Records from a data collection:
◆ ◆ ◆ ◆ ◆ ◆ ◆

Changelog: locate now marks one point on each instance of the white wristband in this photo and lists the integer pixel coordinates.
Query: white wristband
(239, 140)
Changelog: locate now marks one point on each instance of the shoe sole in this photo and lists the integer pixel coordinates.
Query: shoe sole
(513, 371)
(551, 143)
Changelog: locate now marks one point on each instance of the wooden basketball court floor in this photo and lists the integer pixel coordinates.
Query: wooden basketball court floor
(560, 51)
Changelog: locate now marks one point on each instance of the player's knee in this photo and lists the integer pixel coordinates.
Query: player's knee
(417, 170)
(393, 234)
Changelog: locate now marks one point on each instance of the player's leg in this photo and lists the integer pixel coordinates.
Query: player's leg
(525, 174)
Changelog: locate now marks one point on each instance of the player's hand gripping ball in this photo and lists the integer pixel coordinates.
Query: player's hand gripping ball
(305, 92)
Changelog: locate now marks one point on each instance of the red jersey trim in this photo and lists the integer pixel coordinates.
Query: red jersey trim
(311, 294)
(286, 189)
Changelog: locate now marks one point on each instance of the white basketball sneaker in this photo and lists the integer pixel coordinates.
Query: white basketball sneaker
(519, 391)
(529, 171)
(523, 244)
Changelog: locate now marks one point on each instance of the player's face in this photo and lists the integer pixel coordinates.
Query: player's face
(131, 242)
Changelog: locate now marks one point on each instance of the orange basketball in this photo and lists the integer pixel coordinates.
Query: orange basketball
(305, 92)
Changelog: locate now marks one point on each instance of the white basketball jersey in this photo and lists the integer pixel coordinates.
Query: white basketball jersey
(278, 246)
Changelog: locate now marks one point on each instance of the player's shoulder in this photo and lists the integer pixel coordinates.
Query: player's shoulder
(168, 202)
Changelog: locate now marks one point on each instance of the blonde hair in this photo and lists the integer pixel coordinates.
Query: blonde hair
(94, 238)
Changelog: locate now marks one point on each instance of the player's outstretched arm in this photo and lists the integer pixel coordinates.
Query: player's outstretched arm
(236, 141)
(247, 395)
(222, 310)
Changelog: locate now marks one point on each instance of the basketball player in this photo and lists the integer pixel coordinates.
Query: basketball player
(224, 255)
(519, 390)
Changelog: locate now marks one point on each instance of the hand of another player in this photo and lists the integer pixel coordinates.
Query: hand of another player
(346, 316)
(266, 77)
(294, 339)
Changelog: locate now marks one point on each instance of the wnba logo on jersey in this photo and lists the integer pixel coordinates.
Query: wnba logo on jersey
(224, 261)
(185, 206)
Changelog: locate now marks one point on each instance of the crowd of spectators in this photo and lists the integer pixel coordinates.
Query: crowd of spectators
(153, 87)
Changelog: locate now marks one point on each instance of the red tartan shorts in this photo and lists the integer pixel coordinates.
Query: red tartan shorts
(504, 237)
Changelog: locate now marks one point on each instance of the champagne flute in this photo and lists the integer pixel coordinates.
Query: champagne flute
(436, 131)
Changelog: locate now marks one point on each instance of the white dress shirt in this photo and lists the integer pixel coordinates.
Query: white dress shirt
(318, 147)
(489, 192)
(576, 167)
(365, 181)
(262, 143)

◆ ◆ ◆ ◆ ◆ ◆ ◆

**Problem requirements**
Can you reproduce every one of these rows verbatim, with nothing changed?

**Answer to the task**
Changelog: locate now marks one point on each instance of the white wristband in this photo and lists the integer pixel coordinates.
Query: white wristband
(239, 140)
Changelog: locate now marks one point on each instance of the shoe sole in this photo and lists the integer pixel coordinates.
Query: shoe sole
(513, 371)
(551, 143)
Changelog: locate now marks one point on each instance of the wooden basketball court floor in this photo and lists the integer pixel coordinates.
Query: wooden basketball court floor
(560, 51)
Changelog: locate now marks one point on each instance of the player's knee in this photo and lists the integer pixel coordinates.
Query: player's knee
(417, 170)
(393, 234)
Changelog: locate now marks one point on each instance of the player's leg in this photo and lists the integer pixel coordinates.
Query: player's leg
(525, 174)
Changelog: locate now marks one point on each instance of the player's hand gripping ball in this photo and lists the integer pixel coordinates.
Query: player's hand gripping ball
(305, 92)
Changelog: locate now marks one point on each instance of the red jersey trim in this photo and lists the integer pixel coordinates.
Query: red jersey trim
(311, 294)
(286, 189)
Changelog: locate now marks one point on each instance of the white basketball sneaker in this photo and lists the integer pixel coordinates.
Query: white basketball sneaker
(519, 391)
(529, 171)
(523, 244)
Changelog: locate now marks one point on each instance of the player's face in this photo and lists the integer pixel coordinates.
Query: player's face
(131, 242)
Changelog: locate now marks one point on each instance of the orange basketball in this photo and lists the integer pixel coordinates.
Query: orange basketball
(305, 92)
Changelog: locate now marks one point on each instance of the white basketball jersey in this photo and lists the integer pixel coordinates.
Query: white basketball jersey
(278, 246)
Changelog: locate now marks one point on each instance of the player's shoulder in this photo and lists the integer pixel coordinates.
Query: player's shoulder
(168, 202)
Changelog: locate now marks one point on each instance of the blonde hair in this photo and lists the integer pixel coordinates.
Query: blonde hair
(94, 238)
Changelog: locate now marks one point on each instance of the player's outstretched arm in this photo and lists the integer pixel coordinates.
Query: player's outstretched arm
(236, 141)
(247, 395)
(222, 310)
Changelog: locate now marks one point on each instance of the basketball player in this photo and lists the integer pixel coordinates.
Query: basketball player
(224, 255)
(519, 390)
Changelog: locate now marks one point on each instance of the hand of another player in this photo and lists the integer pixel coordinates.
Query: hand of another player
(346, 316)
(266, 77)
(294, 339)
Changelog: locate now marks one point on each instance of the wnba logo on jersey in this photo and lists the integer pixel coordinates.
Query: wnba logo on jersey
(224, 261)
(185, 206)
Changelog: locate now marks one point on each instance of the crowd of spectators in this photo and lists the integer pixel coordinates.
Query: crowd of spectators
(153, 87)
Changelog: locate now marks one point on each instance of the red tartan shorts in this photo and lists the integer pixel coordinates.
Query: red tartan shorts
(504, 237)
Changelog: locate now marks one point on each instance of the champagne flute in this photo and lists the integer pixel coordinates.
Query: champagne flute
(436, 131)
Changelog: locate now marks one point on each instance of the white dress shirt in this photo and lists the integer pixel coordinates.
Query: white dress shirt
(318, 147)
(489, 192)
(576, 167)
(365, 181)
(262, 143)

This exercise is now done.